#### TASK
Extract each line of the records below that contains the word "flagged".

[Spatial localization data]
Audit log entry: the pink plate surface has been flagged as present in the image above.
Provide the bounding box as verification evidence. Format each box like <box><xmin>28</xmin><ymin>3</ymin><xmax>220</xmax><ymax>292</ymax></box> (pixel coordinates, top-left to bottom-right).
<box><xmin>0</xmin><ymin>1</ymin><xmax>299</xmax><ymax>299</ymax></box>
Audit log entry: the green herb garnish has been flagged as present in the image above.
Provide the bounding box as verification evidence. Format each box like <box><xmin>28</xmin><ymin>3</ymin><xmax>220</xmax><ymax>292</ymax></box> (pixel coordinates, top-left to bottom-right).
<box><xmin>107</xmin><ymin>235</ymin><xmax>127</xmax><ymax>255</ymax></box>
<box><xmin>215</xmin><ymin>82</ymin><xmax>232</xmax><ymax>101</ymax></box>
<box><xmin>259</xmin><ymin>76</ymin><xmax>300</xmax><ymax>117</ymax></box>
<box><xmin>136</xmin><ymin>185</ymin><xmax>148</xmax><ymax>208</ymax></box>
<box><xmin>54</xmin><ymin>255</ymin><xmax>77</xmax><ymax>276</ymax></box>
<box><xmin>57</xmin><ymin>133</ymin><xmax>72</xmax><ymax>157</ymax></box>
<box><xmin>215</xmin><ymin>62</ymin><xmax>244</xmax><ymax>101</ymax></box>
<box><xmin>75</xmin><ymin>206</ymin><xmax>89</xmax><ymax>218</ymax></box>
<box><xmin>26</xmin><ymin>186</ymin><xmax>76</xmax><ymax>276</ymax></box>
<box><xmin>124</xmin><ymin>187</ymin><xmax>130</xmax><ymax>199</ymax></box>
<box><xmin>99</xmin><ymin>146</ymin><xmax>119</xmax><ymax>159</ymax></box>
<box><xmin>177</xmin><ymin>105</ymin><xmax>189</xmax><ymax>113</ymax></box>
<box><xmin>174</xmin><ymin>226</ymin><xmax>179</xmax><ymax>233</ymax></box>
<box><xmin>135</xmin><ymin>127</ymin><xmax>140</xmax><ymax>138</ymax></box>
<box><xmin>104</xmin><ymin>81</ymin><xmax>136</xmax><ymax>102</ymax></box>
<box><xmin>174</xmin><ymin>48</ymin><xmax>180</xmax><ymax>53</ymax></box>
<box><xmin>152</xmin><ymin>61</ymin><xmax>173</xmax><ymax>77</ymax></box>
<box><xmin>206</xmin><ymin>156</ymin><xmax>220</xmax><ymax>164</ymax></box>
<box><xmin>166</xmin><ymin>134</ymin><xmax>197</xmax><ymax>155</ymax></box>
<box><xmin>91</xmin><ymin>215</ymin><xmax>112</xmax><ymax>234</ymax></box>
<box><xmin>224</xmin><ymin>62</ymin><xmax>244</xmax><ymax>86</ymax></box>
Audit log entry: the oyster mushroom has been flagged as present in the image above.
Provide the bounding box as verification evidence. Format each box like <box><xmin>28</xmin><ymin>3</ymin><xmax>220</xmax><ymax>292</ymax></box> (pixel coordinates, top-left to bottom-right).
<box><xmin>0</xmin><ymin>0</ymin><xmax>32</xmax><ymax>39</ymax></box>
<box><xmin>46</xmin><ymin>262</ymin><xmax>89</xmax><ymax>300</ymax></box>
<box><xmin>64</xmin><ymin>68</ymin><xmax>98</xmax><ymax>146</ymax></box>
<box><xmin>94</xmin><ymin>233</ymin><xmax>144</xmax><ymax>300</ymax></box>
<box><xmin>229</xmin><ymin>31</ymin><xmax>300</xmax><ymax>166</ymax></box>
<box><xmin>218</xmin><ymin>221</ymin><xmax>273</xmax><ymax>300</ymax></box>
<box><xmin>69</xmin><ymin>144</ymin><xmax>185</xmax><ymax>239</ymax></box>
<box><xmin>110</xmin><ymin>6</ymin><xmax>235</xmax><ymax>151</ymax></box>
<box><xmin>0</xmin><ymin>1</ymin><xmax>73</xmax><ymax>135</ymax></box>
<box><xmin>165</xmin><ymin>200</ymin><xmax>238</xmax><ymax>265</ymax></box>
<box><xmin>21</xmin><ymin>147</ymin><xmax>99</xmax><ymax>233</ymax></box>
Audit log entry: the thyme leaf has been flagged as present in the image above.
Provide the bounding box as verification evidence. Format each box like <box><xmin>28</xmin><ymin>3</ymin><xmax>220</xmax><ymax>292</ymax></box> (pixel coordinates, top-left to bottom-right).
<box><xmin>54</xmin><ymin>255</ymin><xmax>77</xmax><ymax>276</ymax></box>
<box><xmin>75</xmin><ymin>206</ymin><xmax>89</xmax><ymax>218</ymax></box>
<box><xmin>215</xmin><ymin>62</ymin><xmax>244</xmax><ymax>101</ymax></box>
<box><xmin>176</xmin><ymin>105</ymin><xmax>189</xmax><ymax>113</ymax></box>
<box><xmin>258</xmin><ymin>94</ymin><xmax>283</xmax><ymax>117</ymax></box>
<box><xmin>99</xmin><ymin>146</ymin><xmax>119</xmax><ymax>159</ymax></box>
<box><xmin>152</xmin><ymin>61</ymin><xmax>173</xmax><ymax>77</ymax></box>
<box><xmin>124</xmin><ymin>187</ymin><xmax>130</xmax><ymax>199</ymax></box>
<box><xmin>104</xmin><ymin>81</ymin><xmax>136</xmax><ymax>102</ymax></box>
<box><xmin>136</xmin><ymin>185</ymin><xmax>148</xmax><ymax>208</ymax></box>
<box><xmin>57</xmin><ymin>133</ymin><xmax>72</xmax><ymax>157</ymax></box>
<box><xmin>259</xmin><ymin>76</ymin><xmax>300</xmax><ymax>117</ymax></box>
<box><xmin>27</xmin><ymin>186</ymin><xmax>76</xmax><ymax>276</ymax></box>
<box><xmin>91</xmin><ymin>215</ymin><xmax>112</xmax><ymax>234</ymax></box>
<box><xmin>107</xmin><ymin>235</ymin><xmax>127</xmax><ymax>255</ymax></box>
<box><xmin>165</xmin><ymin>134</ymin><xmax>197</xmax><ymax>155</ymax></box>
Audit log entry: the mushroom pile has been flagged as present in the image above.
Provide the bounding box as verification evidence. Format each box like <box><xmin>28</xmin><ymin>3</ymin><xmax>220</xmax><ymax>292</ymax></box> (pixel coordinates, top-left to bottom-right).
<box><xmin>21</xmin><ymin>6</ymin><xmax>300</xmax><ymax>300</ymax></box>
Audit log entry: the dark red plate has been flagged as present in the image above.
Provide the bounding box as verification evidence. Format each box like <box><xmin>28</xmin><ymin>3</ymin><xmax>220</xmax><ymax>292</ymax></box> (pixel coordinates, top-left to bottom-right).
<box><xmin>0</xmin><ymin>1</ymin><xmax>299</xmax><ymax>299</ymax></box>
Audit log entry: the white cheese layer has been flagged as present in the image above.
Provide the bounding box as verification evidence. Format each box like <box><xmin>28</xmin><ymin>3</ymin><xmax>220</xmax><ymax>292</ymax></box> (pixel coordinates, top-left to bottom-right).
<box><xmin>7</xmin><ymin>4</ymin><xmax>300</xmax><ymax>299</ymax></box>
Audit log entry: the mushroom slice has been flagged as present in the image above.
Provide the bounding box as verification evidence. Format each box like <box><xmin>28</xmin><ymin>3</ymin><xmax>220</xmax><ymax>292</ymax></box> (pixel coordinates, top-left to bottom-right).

#### PROBLEM SOLUTION
Audit log entry: the pink plate surface has been flagged as present in the image above.
Audit log entry: the green herb garnish has been flagged as present in the image above.
Audit log entry: the oyster mushroom has been flagged as present in the image above.
Audit log entry: the thyme leaf has been flagged as present in the image above.
Audit log entry: the mushroom pile has been flagged as present in the image above.
Audit log entry: the dark red plate has been flagged as present in the image above.
Audit log entry: the white cheese layer has been flagged as present in the image above.
Audit log entry: the mushroom slice has been flagged as present in the image above.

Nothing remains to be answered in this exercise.